**PROBLEM TO SOLVE**:
Write out the data below exactly as given, without any of its pictures.

**EXTRACTED RECORDS**:
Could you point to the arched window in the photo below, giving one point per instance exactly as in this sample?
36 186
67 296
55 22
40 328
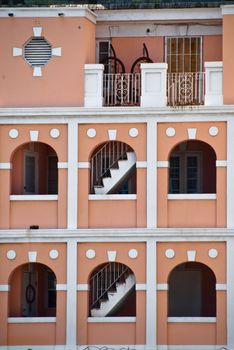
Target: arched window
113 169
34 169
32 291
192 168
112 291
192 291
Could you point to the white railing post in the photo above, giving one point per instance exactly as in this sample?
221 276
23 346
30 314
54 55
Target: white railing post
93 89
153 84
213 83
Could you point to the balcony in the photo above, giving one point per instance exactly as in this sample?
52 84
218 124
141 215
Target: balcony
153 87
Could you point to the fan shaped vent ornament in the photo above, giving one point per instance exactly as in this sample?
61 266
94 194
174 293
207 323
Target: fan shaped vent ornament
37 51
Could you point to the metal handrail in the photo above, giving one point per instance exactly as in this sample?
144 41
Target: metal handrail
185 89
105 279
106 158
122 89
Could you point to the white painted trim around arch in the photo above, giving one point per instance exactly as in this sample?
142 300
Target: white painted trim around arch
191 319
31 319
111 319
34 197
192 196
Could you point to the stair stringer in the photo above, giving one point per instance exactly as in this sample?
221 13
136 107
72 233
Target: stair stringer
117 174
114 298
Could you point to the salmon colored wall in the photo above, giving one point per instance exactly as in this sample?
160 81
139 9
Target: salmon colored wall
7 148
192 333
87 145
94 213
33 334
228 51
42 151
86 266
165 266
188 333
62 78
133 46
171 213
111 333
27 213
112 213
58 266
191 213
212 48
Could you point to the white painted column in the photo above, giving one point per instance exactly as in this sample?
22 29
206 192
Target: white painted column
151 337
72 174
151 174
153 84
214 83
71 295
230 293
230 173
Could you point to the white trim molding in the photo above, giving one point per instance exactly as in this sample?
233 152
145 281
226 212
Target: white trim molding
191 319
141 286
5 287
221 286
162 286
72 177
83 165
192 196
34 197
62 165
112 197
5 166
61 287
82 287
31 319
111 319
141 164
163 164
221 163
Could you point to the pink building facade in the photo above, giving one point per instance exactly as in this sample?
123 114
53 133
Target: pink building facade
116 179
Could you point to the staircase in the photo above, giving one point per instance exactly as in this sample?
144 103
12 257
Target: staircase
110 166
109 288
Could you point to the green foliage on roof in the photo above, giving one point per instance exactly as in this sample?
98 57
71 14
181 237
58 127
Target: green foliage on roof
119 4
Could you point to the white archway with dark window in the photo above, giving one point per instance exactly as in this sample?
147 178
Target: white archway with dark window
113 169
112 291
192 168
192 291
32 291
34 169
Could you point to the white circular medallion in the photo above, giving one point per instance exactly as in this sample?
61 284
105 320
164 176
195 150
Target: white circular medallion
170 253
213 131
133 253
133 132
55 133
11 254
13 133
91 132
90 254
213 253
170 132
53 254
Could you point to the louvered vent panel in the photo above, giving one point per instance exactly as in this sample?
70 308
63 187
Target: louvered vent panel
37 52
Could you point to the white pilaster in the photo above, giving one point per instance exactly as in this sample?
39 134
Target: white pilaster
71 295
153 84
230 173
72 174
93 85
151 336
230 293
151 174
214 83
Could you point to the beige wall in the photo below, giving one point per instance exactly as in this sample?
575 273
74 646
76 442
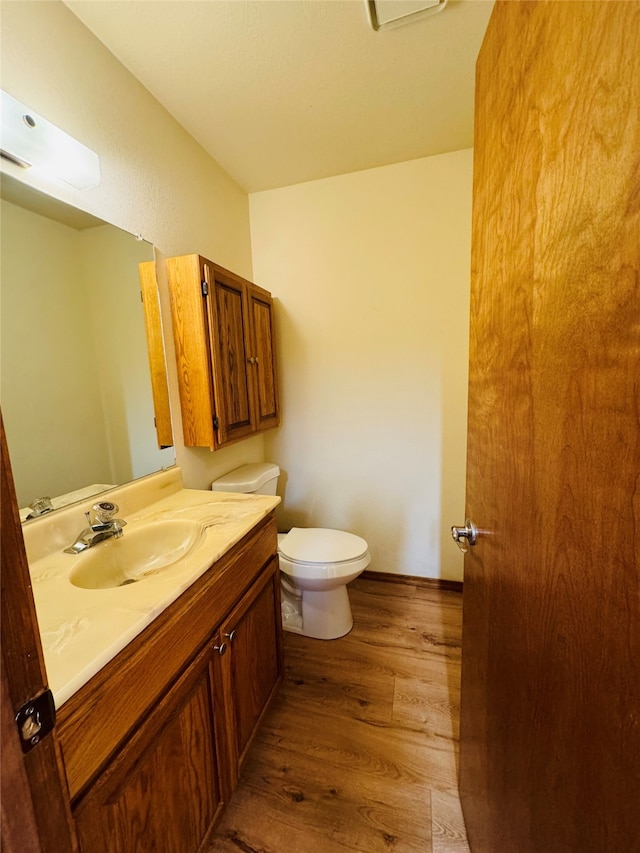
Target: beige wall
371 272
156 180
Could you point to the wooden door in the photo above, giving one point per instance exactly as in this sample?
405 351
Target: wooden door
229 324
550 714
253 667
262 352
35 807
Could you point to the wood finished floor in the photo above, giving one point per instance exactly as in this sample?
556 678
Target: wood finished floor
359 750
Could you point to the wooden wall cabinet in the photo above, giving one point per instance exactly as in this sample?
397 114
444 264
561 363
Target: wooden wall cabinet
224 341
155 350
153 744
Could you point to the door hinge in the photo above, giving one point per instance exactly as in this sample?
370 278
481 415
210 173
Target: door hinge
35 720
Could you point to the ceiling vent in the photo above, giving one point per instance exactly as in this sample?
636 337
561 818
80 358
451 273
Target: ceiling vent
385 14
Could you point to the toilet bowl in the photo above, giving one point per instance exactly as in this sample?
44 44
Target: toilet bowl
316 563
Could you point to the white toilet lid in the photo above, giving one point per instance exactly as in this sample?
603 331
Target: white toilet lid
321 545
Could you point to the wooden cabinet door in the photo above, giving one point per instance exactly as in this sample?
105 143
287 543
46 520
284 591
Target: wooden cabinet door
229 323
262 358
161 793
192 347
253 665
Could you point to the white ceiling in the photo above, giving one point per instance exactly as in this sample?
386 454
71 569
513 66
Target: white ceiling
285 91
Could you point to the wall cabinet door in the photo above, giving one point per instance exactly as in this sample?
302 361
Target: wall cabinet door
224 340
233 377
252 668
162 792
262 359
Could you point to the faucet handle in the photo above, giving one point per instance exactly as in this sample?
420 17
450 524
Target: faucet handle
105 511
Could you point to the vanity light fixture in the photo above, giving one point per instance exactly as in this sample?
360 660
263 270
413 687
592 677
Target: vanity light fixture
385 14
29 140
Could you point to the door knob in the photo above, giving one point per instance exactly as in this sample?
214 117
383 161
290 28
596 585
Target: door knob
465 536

**RESPONSE BOX**:
Could you point to the arched window in the photo below, giving one point per instance exactly as in this sample?
36 186
67 296
55 22
40 328
Target: arched window
113 169
34 169
32 291
192 168
112 291
192 291
Could you point to the white railing post in the photo above, giving one point per instance exactly as in this sample?
221 276
23 346
30 314
54 55
Target: white railing post
93 89
153 84
213 83
Could you point to the balcony in the photo above, giving one point per instance exactly as in this sample?
52 84
218 124
141 215
Target: balcony
153 87
Could you point to the fan shaped vent ornament in the photo above, giving one point per instance exactly as in this sample?
61 266
94 194
174 293
207 323
Target: fan shaped vent ornament
37 51
Could you point to the metal handrail in the photo above, giving one point per instance exactly as in this sample?
144 41
Target: metal handrail
185 89
105 279
106 158
122 89
Could you point to the white painted trim around arch in the photo above, giving one point per instance exactly as in this sample?
142 300
Target: white painted trim around arch
191 319
31 319
111 319
34 197
192 196
Could you point to the stair stringer in the photo above, giving one point per instance exactly as in this sample?
221 13
136 107
72 233
Target: stair stringer
117 174
114 298
Could you point to the salmon colored wall in the photo above, giving one point per instance exactly as in this sample?
160 81
139 9
Target: salmon colored wall
7 148
192 333
87 145
94 213
33 334
228 51
42 151
86 266
165 266
188 333
62 78
133 46
171 213
111 333
27 213
112 213
58 266
191 213
212 48
Could you point to the white painted column in the photo above, giving one point per instance exactly as in this sample?
22 29
206 192
Target: white painted column
151 337
72 174
151 174
153 84
214 83
71 295
230 293
230 173
Could you point to the white trim molding in the photo above, giving one point per instance exactly as in this sample?
233 152
145 281
226 212
Target: white trim molding
191 319
141 286
5 287
221 286
162 286
72 177
83 165
192 196
34 197
62 165
112 197
5 166
61 287
82 287
31 319
111 319
141 164
163 164
221 163
Could you point to the pink building facade in the photo above, giving one point per instance exactly as in this sample?
123 114
53 133
Target: pink building facade
116 179
Could you point to the staircase in the photo above, giving one point per instance exactly as in this sample?
144 103
12 257
Target: staircase
110 166
109 288
Could you point to the green foliage on roof in the photo above, giving one point per instance exactly as in this sample?
98 57
71 14
181 237
58 127
Target: green foliage on roof
119 4
Could you point to the white archway with dark window in the photo above, giving one point per instance exactly as in this sample?
147 178
Target: white archway with dark window
113 169
112 291
192 168
192 291
32 291
34 169
Could you point to the white circular medallion in the photo above, giving one point per instance exactly as in this sample?
61 284
105 320
164 176
195 150
Target: white circular medallion
170 253
213 131
133 253
133 132
55 133
11 254
13 133
91 132
90 254
213 253
170 132
53 254
Could you point to the louvered vent panel in the photo above, giving one point per instance exactly as in this sample?
70 308
63 187
Target: louvered vent panel
37 52
Could you point to the white pilaster in the photo above, giving one point per instance exactly as in this sample?
39 134
Target: white pilaster
71 295
153 84
230 173
72 174
93 85
151 336
230 293
151 174
214 83
Could you point to the beige wall in the photo below, giving one point per instance exactly as in this sample?
575 273
74 646
76 442
Target: beige wall
371 272
156 180
Could you point to the wooden door in the photo above, giving one point per instance exactly as in this sample?
405 351
Target: wooden door
229 324
550 714
253 667
262 352
35 807
Could you point to the wood finished floor in the photo above, giving one point per instance exactly as in this sample?
556 678
Target: wood finished floor
359 750
Could you point to the wooden wall cabinet in the photo above, giving one point per instance exactly as in this sample?
397 114
444 264
561 363
Target: wooden wall cabinet
224 341
155 350
153 744
Could you point to the door hinge in the photo above, giving one point per instance exactly as in this sample?
370 278
481 415
210 173
Target: door hinge
35 720
Could you point to the ceiling vent in the photo above, giving one point per instance exactly as in this sample?
636 337
561 818
80 358
451 273
Target: ceiling vent
385 14
Could you point to the toilet bowl in the photo above, giving one point per instance exactly as in this sample?
44 44
Target: toilet bowl
316 563
Could you point to the white toilet lid in the photo above, giving one point per instance exactly as in this sample?
603 331
Target: white toilet lid
321 545
Could you point to the wooden cabinet door in the photo above, giving one point per instance exactly as in this sample?
105 143
287 543
46 520
284 591
Target: wooden cabinet door
229 323
262 358
161 793
192 347
253 665
Could you point to the white ceiling in the photo above, giving one point per instance exactly as in this sample?
386 454
71 569
513 66
Target: white ceiling
285 91
Could you point to the wall cabinet door in the photo above, giving one point per instance exactly as in this sample?
302 361
Target: wall cabinet door
224 340
233 377
252 668
162 792
262 359
Could you point to the faucet handle in the photo above, giving one point per instance exactly as in this sample?
420 17
450 524
Target: faucet handle
105 511
Could you point to the vanity light fixture in the photo above, giving one point per instance exactly as in this sample?
360 660
263 270
413 687
592 677
Target: vanity light fixture
385 14
29 140
Could you point to the door knob in the photo above, giving one point per instance exactly as in this sample?
214 117
383 161
290 28
596 585
Target: door knob
465 536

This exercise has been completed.